> DATASET CONTENT:
..........
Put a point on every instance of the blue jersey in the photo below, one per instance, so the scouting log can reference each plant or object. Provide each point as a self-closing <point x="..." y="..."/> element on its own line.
..........
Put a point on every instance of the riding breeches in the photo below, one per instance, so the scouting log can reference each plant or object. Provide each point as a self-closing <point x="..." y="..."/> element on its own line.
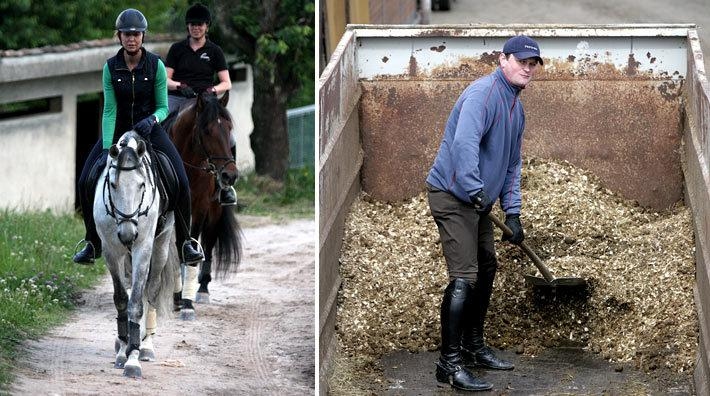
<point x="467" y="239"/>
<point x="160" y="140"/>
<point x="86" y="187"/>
..........
> AIM OF THE EXERCISE: List every line of the data above that contains the string "breeches", with case counting.

> EXERCISE RESULT:
Put a point on every instance of the riding breeches in the photo below, one per instance, so the scouting log can reference each plant or object. Provide each point as a self-closing <point x="..." y="..."/> element on its own line.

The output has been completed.